Supplied information START

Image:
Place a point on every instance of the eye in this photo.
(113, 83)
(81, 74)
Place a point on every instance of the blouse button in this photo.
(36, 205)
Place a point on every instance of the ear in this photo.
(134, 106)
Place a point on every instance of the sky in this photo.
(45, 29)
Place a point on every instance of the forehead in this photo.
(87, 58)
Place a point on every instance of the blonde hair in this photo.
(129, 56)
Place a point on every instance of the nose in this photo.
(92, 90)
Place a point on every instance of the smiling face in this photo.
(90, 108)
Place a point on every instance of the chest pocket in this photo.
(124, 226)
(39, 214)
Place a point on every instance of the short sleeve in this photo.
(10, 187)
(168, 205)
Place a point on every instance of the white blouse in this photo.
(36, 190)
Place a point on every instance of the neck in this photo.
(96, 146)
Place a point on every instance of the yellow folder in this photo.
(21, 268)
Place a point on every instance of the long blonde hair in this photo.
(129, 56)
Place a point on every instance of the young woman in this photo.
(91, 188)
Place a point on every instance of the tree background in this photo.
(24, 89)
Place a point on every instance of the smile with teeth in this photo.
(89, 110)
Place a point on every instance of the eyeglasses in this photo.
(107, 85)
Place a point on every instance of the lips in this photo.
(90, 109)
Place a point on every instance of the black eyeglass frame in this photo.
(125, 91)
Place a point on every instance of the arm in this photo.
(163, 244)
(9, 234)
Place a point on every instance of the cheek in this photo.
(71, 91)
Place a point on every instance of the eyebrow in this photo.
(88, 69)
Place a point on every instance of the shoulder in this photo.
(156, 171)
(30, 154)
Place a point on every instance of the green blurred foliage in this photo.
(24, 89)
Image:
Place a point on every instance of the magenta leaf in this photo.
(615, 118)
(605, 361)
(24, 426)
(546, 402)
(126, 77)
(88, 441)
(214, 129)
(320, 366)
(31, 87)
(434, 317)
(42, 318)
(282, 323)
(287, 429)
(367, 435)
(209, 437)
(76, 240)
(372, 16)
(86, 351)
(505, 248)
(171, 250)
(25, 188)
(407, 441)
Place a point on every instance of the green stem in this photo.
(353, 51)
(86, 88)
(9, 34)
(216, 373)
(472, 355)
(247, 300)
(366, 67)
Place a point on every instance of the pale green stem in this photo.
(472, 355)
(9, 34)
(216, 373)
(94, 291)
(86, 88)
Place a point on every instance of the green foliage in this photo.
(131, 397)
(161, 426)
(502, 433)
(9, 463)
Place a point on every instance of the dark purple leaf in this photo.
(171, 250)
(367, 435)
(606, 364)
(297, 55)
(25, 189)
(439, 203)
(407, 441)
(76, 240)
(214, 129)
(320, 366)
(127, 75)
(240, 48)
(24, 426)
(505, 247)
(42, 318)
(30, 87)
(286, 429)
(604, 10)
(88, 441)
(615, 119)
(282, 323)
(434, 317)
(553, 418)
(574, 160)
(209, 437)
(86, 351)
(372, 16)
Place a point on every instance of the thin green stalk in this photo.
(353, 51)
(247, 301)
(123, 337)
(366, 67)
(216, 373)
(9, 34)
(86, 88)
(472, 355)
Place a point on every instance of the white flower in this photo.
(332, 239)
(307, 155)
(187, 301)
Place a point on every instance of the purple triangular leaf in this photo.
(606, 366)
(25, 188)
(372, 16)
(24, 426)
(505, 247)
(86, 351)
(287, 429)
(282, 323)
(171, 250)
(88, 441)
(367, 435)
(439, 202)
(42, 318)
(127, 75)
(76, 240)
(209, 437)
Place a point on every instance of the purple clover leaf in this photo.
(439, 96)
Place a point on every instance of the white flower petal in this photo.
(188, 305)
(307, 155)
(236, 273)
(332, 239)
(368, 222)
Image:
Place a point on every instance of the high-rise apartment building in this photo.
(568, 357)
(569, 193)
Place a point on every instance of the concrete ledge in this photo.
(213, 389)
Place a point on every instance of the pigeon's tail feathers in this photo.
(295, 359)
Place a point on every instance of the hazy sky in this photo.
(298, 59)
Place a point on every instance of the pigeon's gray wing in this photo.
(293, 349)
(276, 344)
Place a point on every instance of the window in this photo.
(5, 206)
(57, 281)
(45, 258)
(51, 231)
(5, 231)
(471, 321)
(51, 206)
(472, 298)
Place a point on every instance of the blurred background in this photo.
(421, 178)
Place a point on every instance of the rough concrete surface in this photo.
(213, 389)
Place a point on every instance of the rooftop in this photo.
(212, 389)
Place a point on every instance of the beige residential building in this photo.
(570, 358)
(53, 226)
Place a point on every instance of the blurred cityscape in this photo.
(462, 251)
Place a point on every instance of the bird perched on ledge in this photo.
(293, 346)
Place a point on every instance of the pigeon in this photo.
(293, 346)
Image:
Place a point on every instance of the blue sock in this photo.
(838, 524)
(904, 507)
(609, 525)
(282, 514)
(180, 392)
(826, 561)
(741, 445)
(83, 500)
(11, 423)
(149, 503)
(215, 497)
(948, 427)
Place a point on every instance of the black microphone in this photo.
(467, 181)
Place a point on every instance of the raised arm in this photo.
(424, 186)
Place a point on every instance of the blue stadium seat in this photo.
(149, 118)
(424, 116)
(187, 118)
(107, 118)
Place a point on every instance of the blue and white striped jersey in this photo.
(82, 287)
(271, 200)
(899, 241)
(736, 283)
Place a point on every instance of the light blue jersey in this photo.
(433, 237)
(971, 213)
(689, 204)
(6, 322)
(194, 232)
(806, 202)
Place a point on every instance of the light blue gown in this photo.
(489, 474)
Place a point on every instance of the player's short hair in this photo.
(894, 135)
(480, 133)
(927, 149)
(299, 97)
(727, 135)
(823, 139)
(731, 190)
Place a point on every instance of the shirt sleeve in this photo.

Supplied information END

* **Activity**:
Retype the material in full. Keep every character as it is.

* **Answer for the task**:
Image:
Place a point on every instance of the eye in this photo.
(113, 83)
(81, 74)
Place a point on every instance of the blouse button in this photo.
(36, 205)
Place a point on every instance of the ear in this photo.
(134, 106)
Place a point on every instance of the sky in this photo.
(45, 29)
Place a point on every instance of the forehead in this photo.
(87, 58)
Place a point on every instance of the blonde hair in this photo.
(129, 56)
Place a point on every instance of the nose in this photo.
(92, 90)
Place a point on every instance of the smiling face in this photo.
(90, 108)
Place a point on every instance of the chest pocket in this photo.
(124, 226)
(39, 214)
Place a point on every instance of the short sleeve in this photo.
(10, 187)
(168, 205)
Place a point on every instance of the white blouse in this photo.
(36, 190)
Place a point on every instance of the neck in this photo.
(96, 146)
Place a point on every instance of the yellow folder in this photo.
(21, 268)
Place a point on every instance of the long blonde hair in this photo.
(129, 56)
Place a point on every instance of the young woman in this photo.
(91, 188)
Place a point on every instance of the tree background in this photo.
(24, 89)
Place a point on every instance of the smile with teeth in this photo.
(89, 110)
Place a point on every instance of the eyeglasses in this photo.
(107, 85)
Place a point on every instance of the lips in this photo.
(90, 109)
Place a point on every instance of the black eyeglass frame in this photo.
(125, 91)
Place a point on every instance of the arm in this photo.
(163, 244)
(9, 234)
Place a point on every instance of the cheek in this photo.
(71, 91)
Place a point on every instance of the eyebrow in this photo.
(88, 69)
Place a point on every instance of the shoulder in this photo.
(156, 171)
(30, 154)
Place a point on every instance of the green blurred foliage in this photo.
(24, 89)
Image:
Place a point on every instance of the magenta leaf in this photo.
(615, 118)
(605, 361)
(24, 426)
(546, 402)
(126, 77)
(88, 441)
(214, 129)
(320, 366)
(31, 87)
(434, 317)
(42, 318)
(282, 323)
(287, 429)
(367, 435)
(209, 437)
(76, 240)
(372, 16)
(86, 351)
(505, 248)
(171, 250)
(25, 188)
(407, 441)
Place a point on every instance of the green stem in this photo.
(353, 51)
(86, 88)
(9, 34)
(216, 373)
(472, 355)
(247, 300)
(366, 67)
Place a point on every instance of the pale green stem in this photo.
(472, 355)
(9, 34)
(216, 373)
(94, 291)
(86, 88)
Place a point on every instance of the green foliage in this photo.
(131, 397)
(161, 426)
(502, 433)
(9, 463)
Place a point on every instance of the dark purple leaf in this photo.
(171, 250)
(367, 435)
(606, 364)
(297, 55)
(25, 189)
(439, 203)
(407, 441)
(76, 240)
(214, 129)
(320, 366)
(127, 75)
(240, 48)
(24, 426)
(505, 247)
(42, 318)
(30, 87)
(286, 429)
(604, 10)
(88, 441)
(615, 119)
(282, 323)
(434, 317)
(553, 418)
(574, 160)
(209, 437)
(86, 351)
(372, 16)
Place a point on every instance of the thin green stalk in this photo.
(353, 51)
(247, 301)
(123, 337)
(366, 67)
(216, 373)
(9, 34)
(86, 88)
(472, 355)
Place a point on every instance of the white flower in this photo.
(332, 239)
(307, 155)
(187, 301)
Place a point on every instance of the purple triangular leaf in this photo.
(606, 366)
(25, 188)
(372, 16)
(24, 426)
(505, 247)
(86, 351)
(287, 429)
(282, 323)
(171, 250)
(88, 441)
(367, 435)
(439, 202)
(42, 318)
(127, 75)
(76, 240)
(209, 437)
Place a point on every instance of the purple clover leaf in this photo.
(439, 96)
Place a point on every instance of the white flower petal in this photo.
(188, 305)
(307, 155)
(236, 273)
(332, 239)
(368, 222)
Image:
Place a point on every instance of the high-rise apartment building in this photo.
(568, 357)
(569, 193)
Place a point on every instance of the concrete ledge in this photo.
(213, 389)
Place a point on every instance of the pigeon's tail feathers in this photo.
(295, 359)
Place a point on every instance of the hazy sky in this photo.
(298, 59)
Place a point on every instance of the pigeon's gray wing in this photo.
(293, 349)
(276, 344)
Place a point on every instance of the window in this photo.
(5, 206)
(57, 281)
(45, 258)
(51, 231)
(5, 231)
(471, 321)
(51, 206)
(472, 298)
Place a point on every instance of the blurred background in this photo.
(421, 178)
Place a point on every instance of the rough concrete surface in this photo.
(213, 389)
Place a point on every instance of the rooftop in this photo.
(212, 389)
Place a point on every instance of the beige residential building in this photo.
(570, 358)
(53, 226)
Place a point on every instance of the blurred cityscape in this photo.
(462, 251)
Place a point on every instance of the bird perched on ledge in this photo.
(293, 346)
Place a point on every instance of the pigeon in this photo.
(293, 346)
Image:
Place a point on every instance of the blue sock in this photo.
(838, 524)
(904, 507)
(609, 525)
(282, 514)
(180, 392)
(826, 561)
(741, 445)
(83, 500)
(11, 423)
(149, 503)
(215, 497)
(948, 427)
Place a point on every instance of the black microphone in this photo.
(467, 181)
Place a point on every instance of the raised arm in this photo.
(424, 186)
Place a point on every instance of the blue stadium seat in this photo.
(149, 118)
(424, 116)
(187, 118)
(107, 118)
Place a point on every instance of the blue and white striped jersey in this photo.
(82, 287)
(271, 200)
(899, 241)
(736, 283)
Place a point on every instance of the light blue jersey in this photo.
(433, 237)
(971, 213)
(689, 204)
(6, 322)
(194, 232)
(806, 202)
Place a point on every instance of the light blue gown in this photo.
(489, 474)
Place a point on every instance of the player's short hair in this photo.
(894, 135)
(480, 133)
(927, 149)
(299, 97)
(727, 135)
(823, 139)
(731, 190)
Place a point on every instance of the shirt sleeve in this photo.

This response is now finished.